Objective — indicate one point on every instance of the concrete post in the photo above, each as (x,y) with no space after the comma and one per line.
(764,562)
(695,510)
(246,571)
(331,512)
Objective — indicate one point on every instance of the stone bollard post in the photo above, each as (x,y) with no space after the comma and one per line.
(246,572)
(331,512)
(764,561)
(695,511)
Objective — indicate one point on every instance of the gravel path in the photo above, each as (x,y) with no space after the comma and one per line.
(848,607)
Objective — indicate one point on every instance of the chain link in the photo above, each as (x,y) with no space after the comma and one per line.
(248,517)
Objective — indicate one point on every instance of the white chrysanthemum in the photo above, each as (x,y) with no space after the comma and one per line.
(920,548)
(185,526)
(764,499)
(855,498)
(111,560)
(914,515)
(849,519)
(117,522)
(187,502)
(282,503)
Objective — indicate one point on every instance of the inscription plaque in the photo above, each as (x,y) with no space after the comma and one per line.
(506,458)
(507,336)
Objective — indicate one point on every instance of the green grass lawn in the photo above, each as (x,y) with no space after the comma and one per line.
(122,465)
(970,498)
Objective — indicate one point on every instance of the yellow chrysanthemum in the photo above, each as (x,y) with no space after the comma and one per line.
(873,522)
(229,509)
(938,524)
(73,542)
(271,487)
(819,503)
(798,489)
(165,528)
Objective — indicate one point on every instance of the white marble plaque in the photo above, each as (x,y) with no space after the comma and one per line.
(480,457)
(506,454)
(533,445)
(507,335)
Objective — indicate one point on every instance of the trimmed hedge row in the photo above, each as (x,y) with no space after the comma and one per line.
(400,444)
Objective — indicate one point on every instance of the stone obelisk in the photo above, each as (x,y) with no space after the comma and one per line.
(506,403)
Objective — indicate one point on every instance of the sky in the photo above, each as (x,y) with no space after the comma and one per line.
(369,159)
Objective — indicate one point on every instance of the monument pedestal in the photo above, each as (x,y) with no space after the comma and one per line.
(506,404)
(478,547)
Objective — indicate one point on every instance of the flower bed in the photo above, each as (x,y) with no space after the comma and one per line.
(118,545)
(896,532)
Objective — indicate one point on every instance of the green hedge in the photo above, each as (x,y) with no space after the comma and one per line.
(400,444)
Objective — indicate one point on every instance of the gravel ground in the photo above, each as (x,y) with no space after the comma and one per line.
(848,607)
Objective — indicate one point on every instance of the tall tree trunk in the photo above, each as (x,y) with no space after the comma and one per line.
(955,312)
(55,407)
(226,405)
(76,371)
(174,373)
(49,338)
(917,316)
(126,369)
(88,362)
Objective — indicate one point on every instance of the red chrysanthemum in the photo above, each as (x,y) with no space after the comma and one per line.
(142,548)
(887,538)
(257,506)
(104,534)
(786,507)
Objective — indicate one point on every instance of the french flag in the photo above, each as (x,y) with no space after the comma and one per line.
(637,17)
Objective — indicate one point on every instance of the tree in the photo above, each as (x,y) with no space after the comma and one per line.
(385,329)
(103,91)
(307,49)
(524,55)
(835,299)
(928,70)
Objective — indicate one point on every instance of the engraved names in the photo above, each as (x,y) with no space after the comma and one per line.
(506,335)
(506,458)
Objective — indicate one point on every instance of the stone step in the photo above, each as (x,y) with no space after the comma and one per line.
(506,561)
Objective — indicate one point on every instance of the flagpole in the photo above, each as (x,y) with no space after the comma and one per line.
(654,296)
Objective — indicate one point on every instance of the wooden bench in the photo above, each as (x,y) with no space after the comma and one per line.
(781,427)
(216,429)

______

**SET EXERCISE**. Repeat each entry word for word.

**CORRECT OUTPUT**.
Objective — indicate one point on every instance of the concrete post in the photo above, each as (x,y) with no space after the comma and one per line.
(764,562)
(695,510)
(246,571)
(331,512)
Objective — indicate one point on every instance of the stone bollard post in the photo above, each as (x,y) with no space after the comma and one per line.
(246,572)
(331,512)
(764,561)
(695,511)
Objective — indicate one point on every instance of the gravel path in the photo above, each as (x,y) with no space after the comma and one per line.
(848,607)
Objective — indicate one point on every instance of the chain link in the photo above, each as (x,y) with no space after the comma and one per line.
(248,517)
Objective — indicate one point on every instance of the white chrysanthemum in the photo above, each as (x,y) with no space after the comma and one per line.
(920,548)
(185,526)
(764,499)
(855,498)
(111,560)
(914,515)
(849,519)
(117,522)
(187,502)
(282,503)
Objective — indicate one point on every instance of the inscription plaque in the photo above, each as (x,y) with no space after the comma and one per line.
(506,458)
(507,336)
Objective — indicate one point on every instance of the green grass lawn in the photo above, each as (x,y) with no space after the comma and one per line.
(122,465)
(970,498)
Objective — indicate one point on every instance of the yellow chrysanthemum in the photo above, each as (x,y) with no space after the comma and one per line.
(873,522)
(229,509)
(938,524)
(73,542)
(271,487)
(819,503)
(798,489)
(165,528)
Objective — indicate one point on every instance of the white marble plaque in the photo above, each as (x,y) with no space after the comma and one per line.
(480,457)
(506,454)
(533,445)
(507,335)
Objective — indicate one point on every instance of the trimmed hedge row in the photo above, each as (x,y) with no space after the comma and one per line.
(400,444)
Objective — indicate one point on every instance of the stone obelisk in the photo above, each as (x,y) with no space after the comma and one per line.
(506,403)
Objective — indicate one point on every instance of the sky in the photo above, each as (x,y) with no space after the comma and one per line.
(369,159)
Objective — indicate one point on every instance of the monument pedestal in the photo above, each as (x,y) with no space after the comma and one per line.
(506,404)
(478,547)
Objective — indicate one point on every instance of the flower bed in the photo above, each as (x,y) with no space after the comma and one per line.
(118,545)
(896,532)
Objective — indicate one point on every instance of the green hedge in the photo above, each as (x,y) with no space after the comma and one per line.
(400,444)
Objective — indicate one point on every instance of the gravel ground in the photo above, each as (x,y) with no space after the comma and one per line.
(848,607)
Objective — indicate one point on every instance of the tall tree trunk in the photo above, each as (x,y) with no space after the comma and one per line.
(955,312)
(55,407)
(226,405)
(76,371)
(174,373)
(49,338)
(917,316)
(126,369)
(88,362)
Objective — indicate one point on every instance of the red chrysanthemum in the photo above, each as (x,y) with no space after the comma and one per line.
(142,548)
(887,538)
(257,506)
(104,534)
(786,507)
Objective — indicate one point on every instance of the french flag in the photo above, each as (x,y) with no space after the comma and one per line.
(637,17)
Objective — indicate one point on every instance of the tree in the photo above, each as (x,y) with no space after the comma and one per line.
(385,329)
(103,91)
(307,49)
(524,55)
(835,299)
(928,70)
Objective — indicate one point on every instance of the engraved names in the photo above, each as (x,y) with no space after the comma and one per line.
(506,335)
(506,458)
Objective — indicate one point on every instance of the stone step in the photo above, each as (x,y) with no space after the comma and one per line.
(506,561)
Objective — indicate one point on every instance of the flagpole in the photo above, each as (x,y) with no space after the comma and one per line.
(654,296)
Objective — indicate one point on every instance of the wooden bench in the photo above, each as (x,y) with no space after the comma and one per line.
(781,427)
(216,429)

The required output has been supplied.